SÉRIE DE CONSIGNES.
• 1. Résumez en deux phrases le texte sur les archives ouvertes arabes.
• 2. Recopiez le texte sur les archives ouvertes arabes depuis les mots « 1. La Bibliothèque » jusqu'aux mots « arabes principalement numérisés. » inclus.

*** TEXTE PROPOSÉ ***

Dans un premier temps, et avant même d’aborder la complexité et l’originalité caractérisant ce rituel mystique « al-khalwa », et de voir aussi quel sera le rapport entre l’ouvrage de Jîlânî avec ce fameux manuscrit totalement inconnu et qui porte le titre de Risâla fî l-khalwa, nous tenons à parler tout d’abord des sources nous permettant de découvrir un tel arsenal d’archives resté, à nos jours, majoritairement inexploité. Une récente étude menée par deux chercheurs a montré que le nombre des archives arabes demeure très limité, en comparaison avec les autres pays. À leur connaissance, il n’existe que 20 archives ouvertes qui ont été recensées, et parmi elles, douze seulement sont accessibles, la qualité et la fiabilité de ces documents restant à vérifier. [1] Le tableau dressé pour répartir les archives ouvertes par pays montre que l’Égypte vient en première position avec huit AO (Archives Ouvertes), suivie par l’Arabie Saoudite avec cinq AO, mais seulement deux AO sont recensées dans les pays du Maghreb, une en Algérie [2] et une autre en Tunisie. Nous constatons que l’implication de ces pays reste importante dans le monde arabe même si elle est insuffisante.

 

Parmi l’ensemble des archives ouvertes examinées au cours d’une recherche que nous avons porté sur le sujet de la khalwa (retraite spirituelle), uniquement trois peuvent être considérées comme bibliothèque numérique, le reste ne serait que des archives institutionnelles. Il s’agit de :

 

  1. La Bibliothèque d’Alexandrie DAR (Digital Assets Repository) renfermant des documents numérisés tombés dans le domaine public. Cette bibliothèque demeure la seule dans le monde arabe qui dispose d’une archive ouverte renfermant 220 230 documents numérisés,
     [3]
  2. L’université d’Alger, composée de documents anciens numérisés et de l’archive Makhtota [4]comptant entre 11 000 et 14 000 documents,
  3. L’université du Roi Saoud contenant des manuscrits arabes principalement numérisés.

*** SECTION DES DONNÉES ***

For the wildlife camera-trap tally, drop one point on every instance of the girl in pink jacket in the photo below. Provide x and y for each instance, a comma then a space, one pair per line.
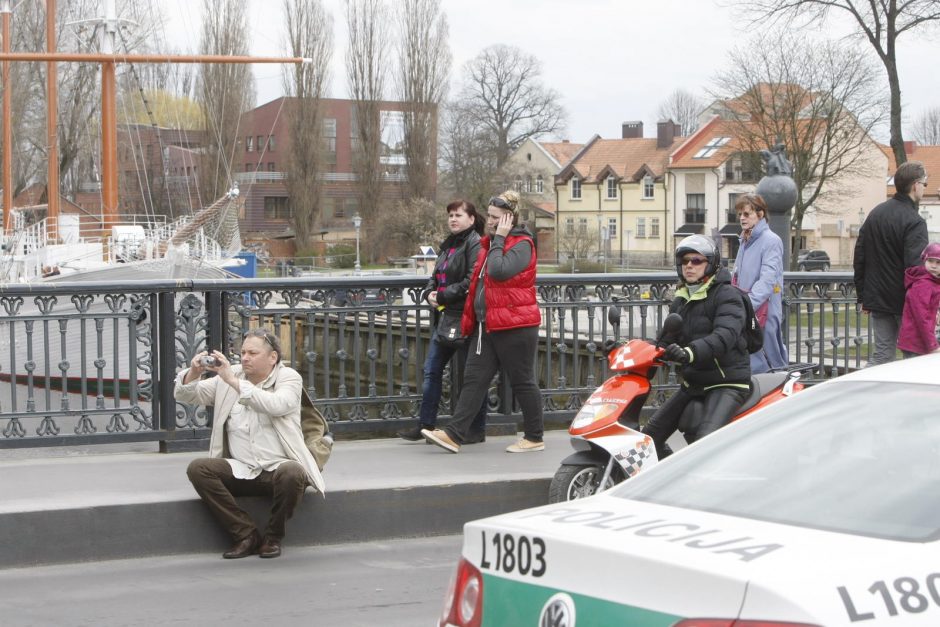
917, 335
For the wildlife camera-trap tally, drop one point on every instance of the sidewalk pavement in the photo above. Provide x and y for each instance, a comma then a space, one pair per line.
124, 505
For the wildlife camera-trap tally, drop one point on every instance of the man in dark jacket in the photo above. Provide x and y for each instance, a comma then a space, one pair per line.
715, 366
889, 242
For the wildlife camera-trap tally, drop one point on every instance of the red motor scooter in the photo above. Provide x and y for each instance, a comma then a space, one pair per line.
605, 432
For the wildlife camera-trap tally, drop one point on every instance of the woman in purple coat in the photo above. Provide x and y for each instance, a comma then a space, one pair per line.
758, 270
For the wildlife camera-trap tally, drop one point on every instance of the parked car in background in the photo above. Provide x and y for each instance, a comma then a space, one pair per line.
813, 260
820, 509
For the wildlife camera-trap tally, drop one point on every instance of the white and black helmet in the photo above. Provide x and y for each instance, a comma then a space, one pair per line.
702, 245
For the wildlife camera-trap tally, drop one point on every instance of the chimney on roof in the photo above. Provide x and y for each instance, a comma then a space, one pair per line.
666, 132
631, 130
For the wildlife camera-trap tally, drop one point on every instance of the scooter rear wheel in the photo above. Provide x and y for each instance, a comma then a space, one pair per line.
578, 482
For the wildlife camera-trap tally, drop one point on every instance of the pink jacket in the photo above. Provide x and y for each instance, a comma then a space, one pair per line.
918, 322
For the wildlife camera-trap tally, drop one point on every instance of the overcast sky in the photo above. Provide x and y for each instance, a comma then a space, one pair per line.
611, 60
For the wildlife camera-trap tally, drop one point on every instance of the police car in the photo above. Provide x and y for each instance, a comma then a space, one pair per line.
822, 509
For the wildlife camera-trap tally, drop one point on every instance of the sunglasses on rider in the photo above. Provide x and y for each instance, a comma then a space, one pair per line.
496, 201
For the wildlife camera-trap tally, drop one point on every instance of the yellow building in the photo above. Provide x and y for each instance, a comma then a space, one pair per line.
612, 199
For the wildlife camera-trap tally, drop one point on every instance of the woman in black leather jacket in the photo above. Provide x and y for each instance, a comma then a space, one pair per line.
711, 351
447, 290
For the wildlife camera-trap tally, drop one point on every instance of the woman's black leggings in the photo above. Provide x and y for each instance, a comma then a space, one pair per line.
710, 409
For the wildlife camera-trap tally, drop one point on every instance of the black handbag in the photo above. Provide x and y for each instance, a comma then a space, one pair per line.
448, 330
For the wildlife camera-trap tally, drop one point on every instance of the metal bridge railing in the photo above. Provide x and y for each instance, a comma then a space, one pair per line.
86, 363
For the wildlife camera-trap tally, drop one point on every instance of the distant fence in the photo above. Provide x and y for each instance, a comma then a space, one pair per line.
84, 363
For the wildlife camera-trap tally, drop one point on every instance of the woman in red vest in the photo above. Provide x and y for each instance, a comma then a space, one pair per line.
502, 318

***
*** SECTION DES DONNÉES ***

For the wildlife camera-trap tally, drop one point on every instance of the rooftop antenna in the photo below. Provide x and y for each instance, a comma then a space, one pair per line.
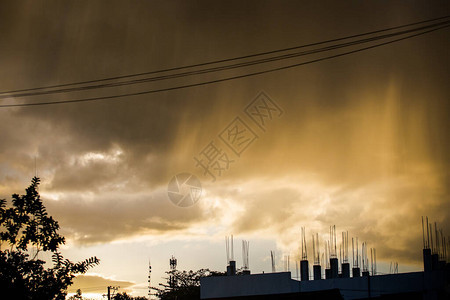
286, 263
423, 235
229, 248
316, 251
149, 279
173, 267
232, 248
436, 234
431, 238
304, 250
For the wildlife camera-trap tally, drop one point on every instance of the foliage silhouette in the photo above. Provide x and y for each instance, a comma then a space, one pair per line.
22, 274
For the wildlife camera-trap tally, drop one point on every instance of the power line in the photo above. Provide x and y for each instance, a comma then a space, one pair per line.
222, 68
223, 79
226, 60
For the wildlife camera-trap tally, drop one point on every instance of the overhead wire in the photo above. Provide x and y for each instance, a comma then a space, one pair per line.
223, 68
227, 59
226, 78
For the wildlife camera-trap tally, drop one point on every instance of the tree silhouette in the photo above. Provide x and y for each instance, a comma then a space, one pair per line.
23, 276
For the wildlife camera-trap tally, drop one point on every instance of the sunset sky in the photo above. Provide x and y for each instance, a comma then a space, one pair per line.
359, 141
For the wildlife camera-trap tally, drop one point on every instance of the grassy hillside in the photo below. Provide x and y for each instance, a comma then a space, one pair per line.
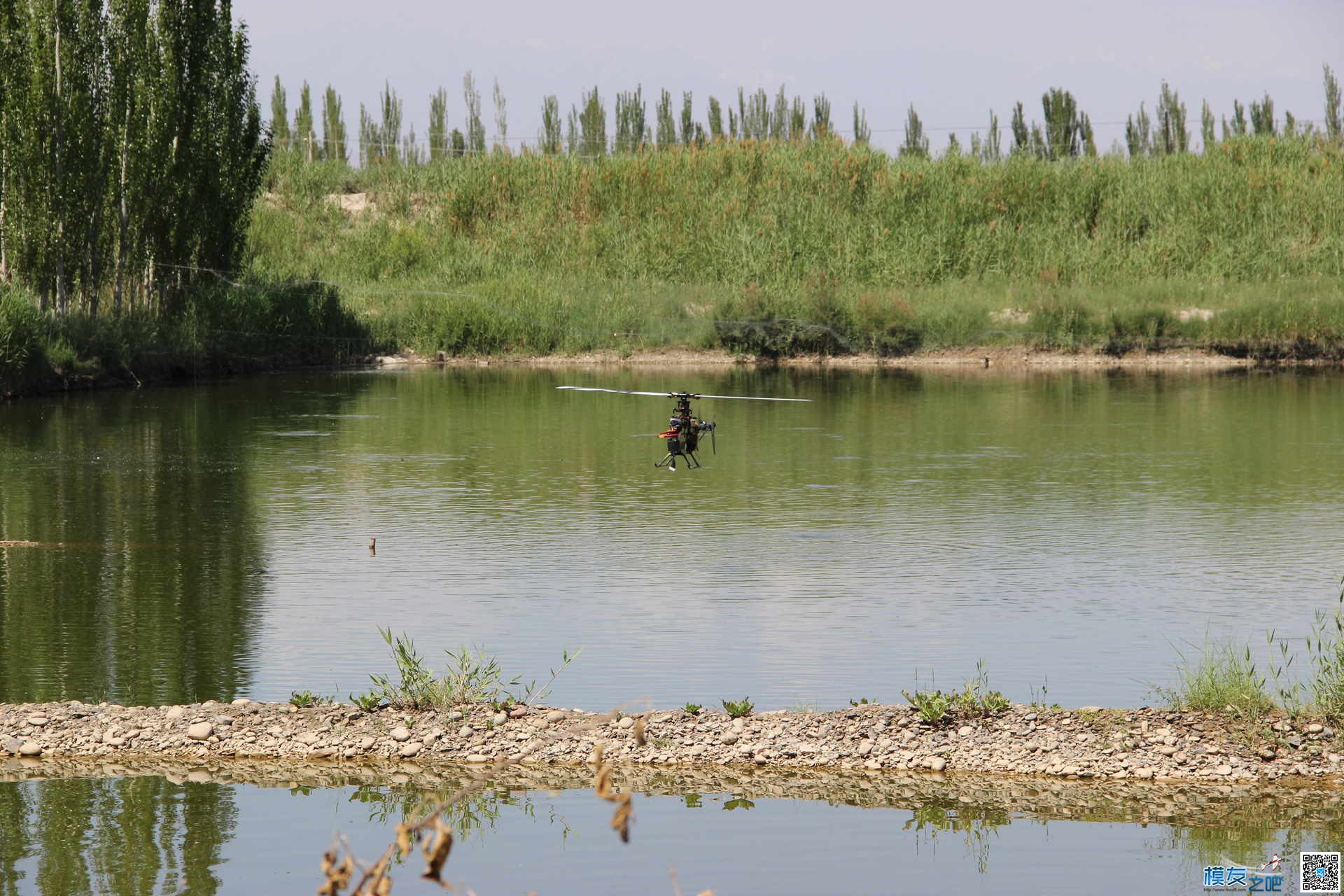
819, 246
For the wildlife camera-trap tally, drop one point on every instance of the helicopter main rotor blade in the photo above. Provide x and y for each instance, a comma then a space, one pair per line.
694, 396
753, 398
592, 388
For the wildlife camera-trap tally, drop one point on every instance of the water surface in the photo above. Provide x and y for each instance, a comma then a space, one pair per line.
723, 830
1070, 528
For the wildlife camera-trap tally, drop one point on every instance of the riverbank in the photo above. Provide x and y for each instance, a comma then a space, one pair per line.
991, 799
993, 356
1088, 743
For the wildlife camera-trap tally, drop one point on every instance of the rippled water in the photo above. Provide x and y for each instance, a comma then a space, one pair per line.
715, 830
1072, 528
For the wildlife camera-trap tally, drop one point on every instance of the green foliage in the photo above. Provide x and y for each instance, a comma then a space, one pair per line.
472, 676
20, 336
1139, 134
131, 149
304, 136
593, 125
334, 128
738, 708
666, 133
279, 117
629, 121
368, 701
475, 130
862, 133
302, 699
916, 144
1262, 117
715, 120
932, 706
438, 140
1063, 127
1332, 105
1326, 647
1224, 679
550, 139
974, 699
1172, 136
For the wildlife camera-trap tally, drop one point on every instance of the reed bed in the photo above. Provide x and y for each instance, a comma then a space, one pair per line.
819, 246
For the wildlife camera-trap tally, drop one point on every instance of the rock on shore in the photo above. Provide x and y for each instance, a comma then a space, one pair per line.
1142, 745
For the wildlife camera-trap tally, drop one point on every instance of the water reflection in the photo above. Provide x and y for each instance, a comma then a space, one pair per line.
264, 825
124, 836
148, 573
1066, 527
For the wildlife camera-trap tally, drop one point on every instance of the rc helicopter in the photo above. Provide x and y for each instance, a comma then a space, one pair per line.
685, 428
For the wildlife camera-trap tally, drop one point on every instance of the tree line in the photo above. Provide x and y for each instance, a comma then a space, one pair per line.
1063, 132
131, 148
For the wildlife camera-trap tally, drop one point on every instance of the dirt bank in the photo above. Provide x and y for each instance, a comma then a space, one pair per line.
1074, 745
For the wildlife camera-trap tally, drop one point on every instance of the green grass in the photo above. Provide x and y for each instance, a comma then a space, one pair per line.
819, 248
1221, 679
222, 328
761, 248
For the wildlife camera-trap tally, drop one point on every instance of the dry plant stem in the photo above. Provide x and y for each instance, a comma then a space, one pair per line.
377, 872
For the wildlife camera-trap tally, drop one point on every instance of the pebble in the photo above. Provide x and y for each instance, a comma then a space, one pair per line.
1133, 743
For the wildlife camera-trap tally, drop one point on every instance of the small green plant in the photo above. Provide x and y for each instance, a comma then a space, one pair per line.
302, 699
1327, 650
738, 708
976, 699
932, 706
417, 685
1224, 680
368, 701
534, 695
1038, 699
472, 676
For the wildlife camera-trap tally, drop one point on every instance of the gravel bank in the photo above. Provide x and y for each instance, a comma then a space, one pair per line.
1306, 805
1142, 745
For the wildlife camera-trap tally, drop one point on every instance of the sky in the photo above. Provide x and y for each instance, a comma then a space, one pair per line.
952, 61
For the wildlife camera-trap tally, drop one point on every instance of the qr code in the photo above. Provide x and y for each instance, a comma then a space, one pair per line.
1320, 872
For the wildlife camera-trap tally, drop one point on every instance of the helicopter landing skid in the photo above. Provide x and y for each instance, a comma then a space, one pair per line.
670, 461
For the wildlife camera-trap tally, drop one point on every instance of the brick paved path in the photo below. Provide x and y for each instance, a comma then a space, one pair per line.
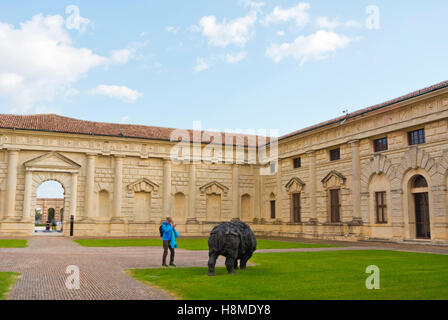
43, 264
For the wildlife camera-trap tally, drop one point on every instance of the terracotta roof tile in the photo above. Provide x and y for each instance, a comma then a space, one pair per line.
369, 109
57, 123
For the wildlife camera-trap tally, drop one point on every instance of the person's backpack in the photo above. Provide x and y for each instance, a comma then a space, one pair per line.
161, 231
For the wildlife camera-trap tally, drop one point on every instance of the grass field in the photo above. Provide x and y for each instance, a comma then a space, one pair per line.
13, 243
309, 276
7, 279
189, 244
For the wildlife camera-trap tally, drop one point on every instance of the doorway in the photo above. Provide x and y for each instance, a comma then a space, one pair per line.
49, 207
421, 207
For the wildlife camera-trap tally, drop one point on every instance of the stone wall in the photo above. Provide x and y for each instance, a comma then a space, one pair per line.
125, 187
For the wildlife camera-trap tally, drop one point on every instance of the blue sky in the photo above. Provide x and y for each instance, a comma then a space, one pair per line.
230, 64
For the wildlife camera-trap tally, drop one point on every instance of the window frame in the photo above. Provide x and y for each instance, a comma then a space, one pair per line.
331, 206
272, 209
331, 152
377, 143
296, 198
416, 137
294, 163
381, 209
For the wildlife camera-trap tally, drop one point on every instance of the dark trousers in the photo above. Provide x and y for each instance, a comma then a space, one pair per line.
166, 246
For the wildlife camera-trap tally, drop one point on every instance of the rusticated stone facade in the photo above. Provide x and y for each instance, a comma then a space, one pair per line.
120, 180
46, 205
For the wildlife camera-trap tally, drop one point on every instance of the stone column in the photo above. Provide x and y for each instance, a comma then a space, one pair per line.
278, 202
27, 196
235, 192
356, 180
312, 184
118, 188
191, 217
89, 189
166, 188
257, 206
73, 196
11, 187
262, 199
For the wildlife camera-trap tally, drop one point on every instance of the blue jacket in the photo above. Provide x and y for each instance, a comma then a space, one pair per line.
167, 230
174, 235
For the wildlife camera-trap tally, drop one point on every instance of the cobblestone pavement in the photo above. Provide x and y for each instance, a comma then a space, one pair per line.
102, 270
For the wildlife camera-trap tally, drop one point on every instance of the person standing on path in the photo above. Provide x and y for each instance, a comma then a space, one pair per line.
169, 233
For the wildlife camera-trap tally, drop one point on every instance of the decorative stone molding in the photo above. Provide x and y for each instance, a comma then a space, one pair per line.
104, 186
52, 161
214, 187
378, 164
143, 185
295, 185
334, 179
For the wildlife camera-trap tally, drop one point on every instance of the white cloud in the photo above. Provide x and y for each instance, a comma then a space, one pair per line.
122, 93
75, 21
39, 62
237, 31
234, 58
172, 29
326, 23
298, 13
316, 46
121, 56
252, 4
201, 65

***
*** SECTION DES DONNÉES ***

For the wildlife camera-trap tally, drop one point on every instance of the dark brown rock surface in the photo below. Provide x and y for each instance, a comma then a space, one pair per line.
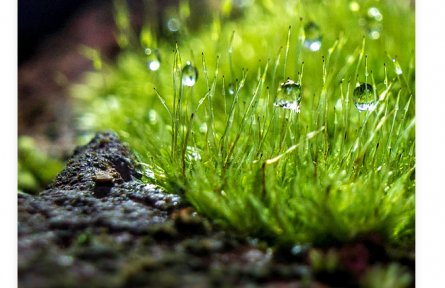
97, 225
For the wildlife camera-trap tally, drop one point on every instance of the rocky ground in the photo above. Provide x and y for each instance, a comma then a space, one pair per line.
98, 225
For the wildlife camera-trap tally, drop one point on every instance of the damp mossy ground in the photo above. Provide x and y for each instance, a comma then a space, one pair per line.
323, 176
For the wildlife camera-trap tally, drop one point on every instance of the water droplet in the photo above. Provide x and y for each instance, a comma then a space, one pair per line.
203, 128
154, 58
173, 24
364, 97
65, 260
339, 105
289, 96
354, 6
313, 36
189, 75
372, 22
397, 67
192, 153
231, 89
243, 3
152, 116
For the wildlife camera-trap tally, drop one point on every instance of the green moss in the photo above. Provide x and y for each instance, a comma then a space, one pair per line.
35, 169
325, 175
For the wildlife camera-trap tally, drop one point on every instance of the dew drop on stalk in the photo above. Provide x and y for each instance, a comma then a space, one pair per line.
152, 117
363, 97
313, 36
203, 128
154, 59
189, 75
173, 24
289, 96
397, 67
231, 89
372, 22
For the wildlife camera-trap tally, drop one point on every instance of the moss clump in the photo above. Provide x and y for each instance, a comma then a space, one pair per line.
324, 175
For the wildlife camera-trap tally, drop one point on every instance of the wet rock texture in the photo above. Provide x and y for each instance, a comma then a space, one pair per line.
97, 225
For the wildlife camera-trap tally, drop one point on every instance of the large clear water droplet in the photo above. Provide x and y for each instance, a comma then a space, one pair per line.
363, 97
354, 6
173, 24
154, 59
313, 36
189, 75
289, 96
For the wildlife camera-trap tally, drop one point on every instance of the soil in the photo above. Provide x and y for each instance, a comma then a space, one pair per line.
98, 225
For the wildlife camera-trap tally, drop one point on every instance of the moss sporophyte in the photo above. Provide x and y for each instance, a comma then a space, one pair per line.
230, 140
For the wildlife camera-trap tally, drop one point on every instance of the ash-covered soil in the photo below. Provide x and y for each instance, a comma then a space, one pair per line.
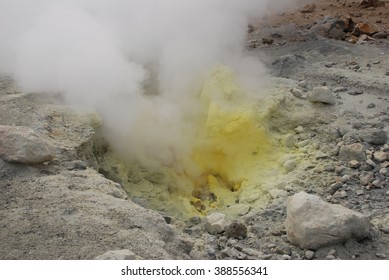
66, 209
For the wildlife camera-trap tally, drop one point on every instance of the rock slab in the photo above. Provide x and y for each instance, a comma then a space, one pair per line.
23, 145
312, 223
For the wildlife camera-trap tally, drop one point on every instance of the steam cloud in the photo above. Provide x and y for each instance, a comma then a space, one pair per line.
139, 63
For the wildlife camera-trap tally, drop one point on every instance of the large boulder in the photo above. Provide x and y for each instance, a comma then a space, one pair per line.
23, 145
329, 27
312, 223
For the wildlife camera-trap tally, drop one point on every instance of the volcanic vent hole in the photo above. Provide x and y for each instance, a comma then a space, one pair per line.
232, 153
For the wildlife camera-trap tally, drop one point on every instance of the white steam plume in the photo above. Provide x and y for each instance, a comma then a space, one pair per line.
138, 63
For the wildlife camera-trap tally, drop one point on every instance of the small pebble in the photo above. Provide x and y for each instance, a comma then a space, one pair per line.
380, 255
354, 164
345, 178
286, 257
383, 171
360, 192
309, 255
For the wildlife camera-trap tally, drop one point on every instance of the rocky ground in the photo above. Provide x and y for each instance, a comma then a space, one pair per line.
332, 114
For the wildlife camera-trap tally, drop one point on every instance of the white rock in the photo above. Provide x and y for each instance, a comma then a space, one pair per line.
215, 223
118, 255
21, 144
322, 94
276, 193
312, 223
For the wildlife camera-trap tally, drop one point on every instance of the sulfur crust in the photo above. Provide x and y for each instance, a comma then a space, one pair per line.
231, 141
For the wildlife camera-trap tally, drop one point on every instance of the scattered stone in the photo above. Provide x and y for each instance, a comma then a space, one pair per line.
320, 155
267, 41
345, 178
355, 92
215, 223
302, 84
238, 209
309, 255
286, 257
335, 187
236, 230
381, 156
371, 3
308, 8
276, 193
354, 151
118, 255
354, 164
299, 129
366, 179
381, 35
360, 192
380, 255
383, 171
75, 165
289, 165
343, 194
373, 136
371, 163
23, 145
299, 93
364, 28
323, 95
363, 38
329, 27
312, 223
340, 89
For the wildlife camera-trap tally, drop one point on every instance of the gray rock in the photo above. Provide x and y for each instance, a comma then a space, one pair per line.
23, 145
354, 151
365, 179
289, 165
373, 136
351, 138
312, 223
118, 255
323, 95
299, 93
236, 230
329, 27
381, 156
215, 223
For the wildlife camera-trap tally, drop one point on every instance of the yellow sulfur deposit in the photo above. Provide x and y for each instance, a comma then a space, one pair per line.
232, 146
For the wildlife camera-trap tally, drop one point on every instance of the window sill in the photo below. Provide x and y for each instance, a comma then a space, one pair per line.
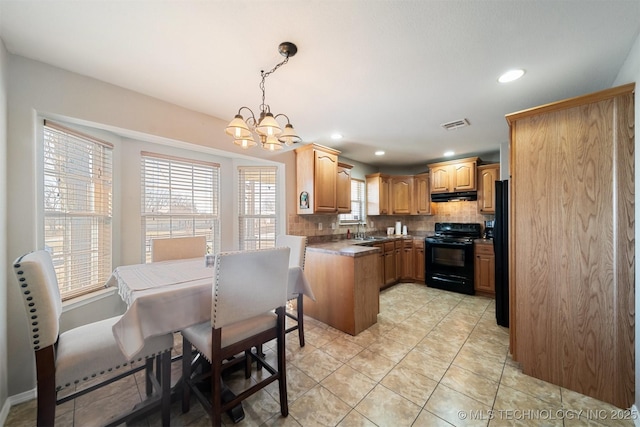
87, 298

***

LES SOLUTIONS.
• 1. Selon une étude récente, les archives ouvertes arabes restent très peu nombreuses : vingt seulement ont été recensées, dont douze accessibles, et l'Égypte en compte huit, l'Arabie Saoudite cinq et les pays du Maghreb deux. Parmi celles examinées au cours d'une recherche sur la khalwa, trois seulement peuvent être considérées comme des bibliothèques numériques : la Bibliothèque d'Alexandrie, l'université d'Alger et l'université du Roi Saoud.

• 2.
1. La Bibliothèque d’Alexandrie DAR (Digital Assets Repository) renfermant des documents numérisés tombés dans le domaine public. Cette bibliothèque demeure la seule dans le monde arabe qui dispose d’une archive ouverte renfermant 220 230 documents numérisés,
     [3]
  2. L’université d’Alger, composée de documents anciens numérisés et de l’archive Makhtota [4]comptant entre 11 000 et 14 000 documents,
  3. L’université du Roi Saoud contenant des manuscrits arabes principalement numérisés.